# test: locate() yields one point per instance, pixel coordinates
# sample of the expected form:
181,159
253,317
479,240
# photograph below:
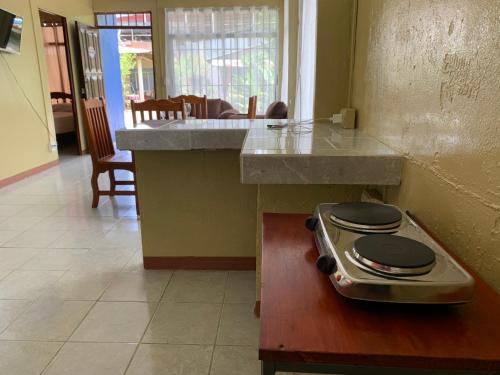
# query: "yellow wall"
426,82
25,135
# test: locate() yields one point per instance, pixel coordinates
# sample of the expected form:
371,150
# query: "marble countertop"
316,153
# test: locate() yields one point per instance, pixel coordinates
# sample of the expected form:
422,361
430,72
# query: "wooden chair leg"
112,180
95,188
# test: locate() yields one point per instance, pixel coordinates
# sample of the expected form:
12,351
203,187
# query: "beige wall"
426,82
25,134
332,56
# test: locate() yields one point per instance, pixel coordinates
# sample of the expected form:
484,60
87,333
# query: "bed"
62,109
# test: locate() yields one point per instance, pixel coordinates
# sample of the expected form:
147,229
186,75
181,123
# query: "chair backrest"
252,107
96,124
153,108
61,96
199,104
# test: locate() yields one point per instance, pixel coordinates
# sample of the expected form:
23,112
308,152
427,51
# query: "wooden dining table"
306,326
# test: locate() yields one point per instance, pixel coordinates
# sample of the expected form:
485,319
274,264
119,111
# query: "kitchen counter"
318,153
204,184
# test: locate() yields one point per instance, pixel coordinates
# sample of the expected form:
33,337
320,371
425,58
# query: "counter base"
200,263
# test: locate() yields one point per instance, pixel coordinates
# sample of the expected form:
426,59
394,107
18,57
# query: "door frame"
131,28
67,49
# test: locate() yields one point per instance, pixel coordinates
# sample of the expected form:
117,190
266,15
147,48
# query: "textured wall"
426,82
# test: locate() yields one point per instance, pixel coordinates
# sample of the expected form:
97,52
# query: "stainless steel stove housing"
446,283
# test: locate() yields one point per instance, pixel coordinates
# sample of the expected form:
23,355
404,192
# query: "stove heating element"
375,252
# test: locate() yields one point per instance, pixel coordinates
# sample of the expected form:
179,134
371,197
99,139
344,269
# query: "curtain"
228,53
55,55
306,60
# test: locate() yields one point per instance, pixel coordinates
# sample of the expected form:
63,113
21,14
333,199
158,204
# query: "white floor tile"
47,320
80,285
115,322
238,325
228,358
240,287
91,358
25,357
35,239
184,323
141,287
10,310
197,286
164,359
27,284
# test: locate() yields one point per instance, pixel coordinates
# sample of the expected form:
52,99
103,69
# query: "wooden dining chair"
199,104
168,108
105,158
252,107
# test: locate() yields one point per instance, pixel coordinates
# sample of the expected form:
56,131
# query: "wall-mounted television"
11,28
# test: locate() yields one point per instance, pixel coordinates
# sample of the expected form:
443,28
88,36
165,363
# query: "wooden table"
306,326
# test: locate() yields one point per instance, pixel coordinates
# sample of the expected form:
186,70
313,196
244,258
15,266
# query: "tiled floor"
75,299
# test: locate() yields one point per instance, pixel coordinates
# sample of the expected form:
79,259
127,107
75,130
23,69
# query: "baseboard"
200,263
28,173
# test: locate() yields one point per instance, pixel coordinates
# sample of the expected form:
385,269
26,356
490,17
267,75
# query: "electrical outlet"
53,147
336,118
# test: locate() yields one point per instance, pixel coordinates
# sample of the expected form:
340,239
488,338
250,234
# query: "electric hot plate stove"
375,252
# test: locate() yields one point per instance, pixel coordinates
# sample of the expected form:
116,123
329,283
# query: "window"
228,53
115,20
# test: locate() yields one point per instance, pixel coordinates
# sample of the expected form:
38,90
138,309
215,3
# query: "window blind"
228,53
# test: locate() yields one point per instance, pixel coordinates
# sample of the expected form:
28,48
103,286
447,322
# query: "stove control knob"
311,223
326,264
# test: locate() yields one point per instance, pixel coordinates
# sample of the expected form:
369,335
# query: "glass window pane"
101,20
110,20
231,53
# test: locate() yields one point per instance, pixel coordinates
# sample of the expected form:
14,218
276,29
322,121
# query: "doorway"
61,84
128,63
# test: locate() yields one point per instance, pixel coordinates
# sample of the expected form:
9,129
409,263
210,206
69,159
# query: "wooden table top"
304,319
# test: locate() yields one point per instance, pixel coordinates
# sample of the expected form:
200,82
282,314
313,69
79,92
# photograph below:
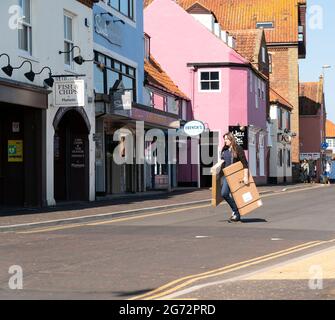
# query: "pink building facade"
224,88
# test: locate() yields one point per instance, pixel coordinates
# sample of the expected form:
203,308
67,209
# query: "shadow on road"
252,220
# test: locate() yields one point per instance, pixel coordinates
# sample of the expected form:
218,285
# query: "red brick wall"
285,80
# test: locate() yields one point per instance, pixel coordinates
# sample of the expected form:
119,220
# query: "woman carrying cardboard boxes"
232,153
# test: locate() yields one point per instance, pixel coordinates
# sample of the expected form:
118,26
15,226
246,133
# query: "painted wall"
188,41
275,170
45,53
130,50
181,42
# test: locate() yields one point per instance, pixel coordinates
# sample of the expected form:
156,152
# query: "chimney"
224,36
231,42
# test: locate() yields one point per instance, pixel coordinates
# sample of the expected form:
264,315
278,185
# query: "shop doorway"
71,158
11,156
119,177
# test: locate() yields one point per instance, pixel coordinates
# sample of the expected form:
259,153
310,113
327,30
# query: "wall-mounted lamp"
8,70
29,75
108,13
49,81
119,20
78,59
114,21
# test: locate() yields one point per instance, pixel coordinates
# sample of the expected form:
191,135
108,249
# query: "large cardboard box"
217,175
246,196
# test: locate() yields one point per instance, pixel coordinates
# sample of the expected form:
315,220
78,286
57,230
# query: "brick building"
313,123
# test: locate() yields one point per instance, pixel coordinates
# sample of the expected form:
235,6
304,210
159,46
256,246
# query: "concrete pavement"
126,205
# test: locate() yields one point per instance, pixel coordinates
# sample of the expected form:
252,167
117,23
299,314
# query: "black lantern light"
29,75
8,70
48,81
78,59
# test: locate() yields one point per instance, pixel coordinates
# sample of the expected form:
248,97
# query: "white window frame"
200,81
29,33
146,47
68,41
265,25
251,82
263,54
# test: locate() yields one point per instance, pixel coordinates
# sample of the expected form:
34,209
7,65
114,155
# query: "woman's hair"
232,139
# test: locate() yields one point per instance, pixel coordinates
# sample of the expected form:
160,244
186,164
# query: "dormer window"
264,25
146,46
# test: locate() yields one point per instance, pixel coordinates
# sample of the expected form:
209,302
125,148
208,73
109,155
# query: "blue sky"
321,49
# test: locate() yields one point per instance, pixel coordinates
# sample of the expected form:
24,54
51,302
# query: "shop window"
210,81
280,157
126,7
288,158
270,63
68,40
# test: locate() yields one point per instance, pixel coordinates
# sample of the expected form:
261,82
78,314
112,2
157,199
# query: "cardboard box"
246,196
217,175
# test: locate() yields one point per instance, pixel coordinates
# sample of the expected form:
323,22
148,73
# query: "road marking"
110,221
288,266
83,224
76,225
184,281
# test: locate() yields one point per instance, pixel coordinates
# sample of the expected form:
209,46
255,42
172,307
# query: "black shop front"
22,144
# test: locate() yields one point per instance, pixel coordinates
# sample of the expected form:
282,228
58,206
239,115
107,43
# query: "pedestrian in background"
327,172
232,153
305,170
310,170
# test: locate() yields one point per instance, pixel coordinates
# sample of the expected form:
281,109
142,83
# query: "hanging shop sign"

* * * * *

→ **TASK BRIEF**
Once the pictures are set aside, restate the remaining data above exactly.

→ **TASK ANSWER**
# test: locate() yields one point per instance, pixel coordinates
# sample of the expected form:
181,159
253,317
479,240
# photograph below:
# query: "yellow wall"
426,82
25,135
# test: locate() yields one point per instance, pixel coordinates
# sample of the expected form:
371,150
# query: "marble countertop"
316,153
# test: locate() yields one point per instance, pixel coordinates
# sample of the expected form:
422,361
430,72
# query: "wooden chair leg"
112,180
95,188
# test: locate() yields one point per instance, pixel coordinates
# sample of the expected form:
12,351
203,187
# query: "beige wall"
426,82
25,134
332,56
# test: locate() yields one point per instance, pixel coordinates
# sample of the expected form:
484,60
87,333
# query: "bed"
62,109
# test: locate() yields one point per instance, pixel coordinates
# sample of the expected form:
147,229
186,75
181,123
# query: "chair backrest"
252,107
96,124
153,108
61,96
199,104
# test: locate() yields one point per instance, pixel coordinates
# sample of the expected form:
23,112
308,152
427,51
# query: "wooden dining table"
306,326
# test: locate() yields one point per instance, pixel coordinates
# sample of the expected form:
485,319
274,264
119,111
# query: "kitchen counter"
318,153
204,184
# test: locate() yields one point per instance, pixel coordinates
# sample of the expected form:
33,337
320,371
425,58
# query: "counter base"
200,263
# test: locate() yields one point per instance, pixel coordinates
# sample of the expected form:
426,59
394,107
18,57
# query: "door frame"
131,28
67,49
# test: locate() yields one point per instance, pixel coordinates
# sample of the expected form:
117,190
266,15
147,48
# query: "textured wall"
426,82
# test: locate() yields one point per instance, pixel coordinates
# sample of the expected form:
97,52
# query: "stainless steel stove housing"
446,283
# test: locate() yields one point per instance, pixel coordinates
# sample of the expected form:
23,355
404,192
# query: "stove heating element"
375,252
# test: locate() yields one point per instance, pixel coordinates
# sample of the expected form:
179,134
371,197
99,139
344,269
# query: "curtain"
228,53
55,55
306,60
# test: locate() yields one point per instance, pixel coordinates
# sample of the expected form:
63,113
21,14
333,199
158,204
# query: "white floor tile"
47,320
80,285
115,322
238,325
228,358
240,287
91,358
25,357
35,239
184,323
141,287
10,310
197,286
164,359
27,284
# test: locate() yields one point per instance, pixel coordinates
# sample of the expected form:
52,99
103,69
# query: "wooden dining chair"
199,104
168,108
105,158
252,107
# test: locate() yields one point per instance, pixel coordinates
# sample of the expected form:
56,131
# query: "wall-mounted television"
11,28
# test: locate() yields one point per instance, pixel coordinates
# sample of the expected form:
443,28
88,36
165,363
# query: "wooden table"
306,326
# test: locate() yields one point per instance, pixel coordinates
# sample of the expected form:
186,70
313,196
244,258
15,266
# query: "tiled floor"
75,299
# test: locate() yields one point per instance, pixel coordinates
# sample of the expected form:
79,259
127,107
75,130
23,69
# query: "baseboard"
200,263
28,173
# test: locate() yields one point per instance, pixel coordinates
# sample of the expected form:
385,269
26,356
490,17
267,75
# query: "electrical outlet"
53,147
336,118
# test: locate() yields one point per instance, pixel coordinates
# sample of the expected form:
340,239
488,338
250,234
# query: "electric hot plate stove"
375,252
# test: locate() yields one point per instance, pixel coordinates
# sample of the expected form:
116,123
329,283
# query: "window"
228,53
115,20
# test: locate() yields one point per instance, pixel coordinates
# sample of the expected form:
38,90
138,309
215,3
# query: "window blind"
228,53
# test: locate() yields one point per instance, pixel coordinates
# sample of the expected form:
28,48
103,286
447,322
# query: "stove control knob"
311,223
326,264
# test: locate() yields one point per instance, pixel coordinates
# sample of the expected form:
369,335
# query: "glass window pane"
101,20
110,20
231,53
# test: locate() yields one point per instance, pixel coordinates
# sample of the expected form:
14,218
276,29
322,121
# query: "doorway"
61,84
128,63
# test: locate() yields one point per instance, pixel coordinates
# sample of the expected form:
9,129
409,263
210,206
69,159
# query: "wooden table top"
304,319
# test: locate() yields one point per instance, pixel coordinates
# sample of the expected form:
200,82
282,314
313,69
79,92
# photograph below:
# query: "pink building facade"
224,88
# test: locate() yields one point per instance, pixel coordinates
# sample of the expected form:
203,308
67,209
# query: "shadow on road"
252,220
# test: locate() yields one point per instance, pixel coordinates
# sample of the expected form:
218,285
# query: "red brick wall"
285,80
# test: locate() yields one point per instance, pixel coordinates
# sample of the expected form:
119,220
# query: "woman carrying cardboard boxes"
232,153
# test: locate() yields one point per instance, pixel coordinates
# sample of the expected form:
118,26
15,226
246,133
# query: "painted wall"
188,41
275,170
45,53
130,50
181,42
# test: locate() yields one point per instance, pixel coordinates
# sample of the expected form:
156,152
# query: "chimney"
224,36
231,42
# test: locate() yields one point per instance, pixel coordinates
# sample of the expected form:
264,315
278,185
# query: "shop doorway"
71,158
11,156
119,177
# test: locate() yields one point per instance, pixel coordinates
# sample of the expected form:
259,153
310,113
327,30
# query: "wall-mounted lamp"
8,70
29,75
108,13
49,81
119,20
78,59
114,21
# test: locate() yields one point per instance, pixel coordinates
# sample of the expected form:
191,135
108,249
# query: "large cardboard box"
217,175
246,196
# test: locate() yields one point per instance, pixel coordinates
# sample of the expected form:
315,220
78,286
57,230
# query: "brick building"
313,123
# test: locate() yields one point per instance, pixel coordinates
# sample of the expected form:
235,6
304,210
159,46
256,246
# query: "concrete pavement"
126,205
# test: locate() yields one point per instance, pixel coordinates
# sample of the expected form:
252,167
117,23
299,314
# query: "black lantern light"
29,75
8,70
48,81
78,59
# test: locate() yields one point per instance, pixel coordinates
# sample of the expected form:
248,97
# query: "white window frame"
200,81
29,33
146,47
68,41
265,25
251,82
263,54
# test: locate() yields one point per instance, pixel coordinates
# sample of the expected form:
34,209
7,65
114,155
# query: "woman's hair"
232,139
# test: locate() yields one point per instance, pixel coordinates
# sample of the expected form:
160,244
186,164
# query: "dormer window"
264,25
146,46
# test: locate() yields one point per instance, pixel coordinates
# sample of the expected form:
209,302
125,148
208,73
109,155
# query: "blue sky"
321,49
# test: locate() yields one point per instance, pixel coordinates
# sample of the expected form:
24,54
51,302
# query: "shop window"
210,81
280,157
126,7
288,158
270,63
68,40
# test: locate() yields one point per instance, pixel coordinates
# sample of the expected form:
261,82
78,314
112,2
157,199
# query: "cardboard box"
246,196
217,175
# test: locate() yields one point per instance, pixel coordinates
# sample of the expected form:
323,22
148,73
# query: "road marking"
110,221
288,266
83,224
76,225
184,281
# test: locate() yields one point per instance, pixel coordinates
# sample of the expected form:
209,46
255,42
172,307
# query: "black shop front"
22,144
# test: locate() yields one point per instance, pixel coordinates
# sample of the expected form:
282,228
58,206
239,115
107,43
# query: "pedestrian in background"
327,172
232,153
305,170
310,170
# test: locate() yields one point per instance, pixel coordinates
# sample of the expected form:
281,109
142,83
# query: "hanging shop sign"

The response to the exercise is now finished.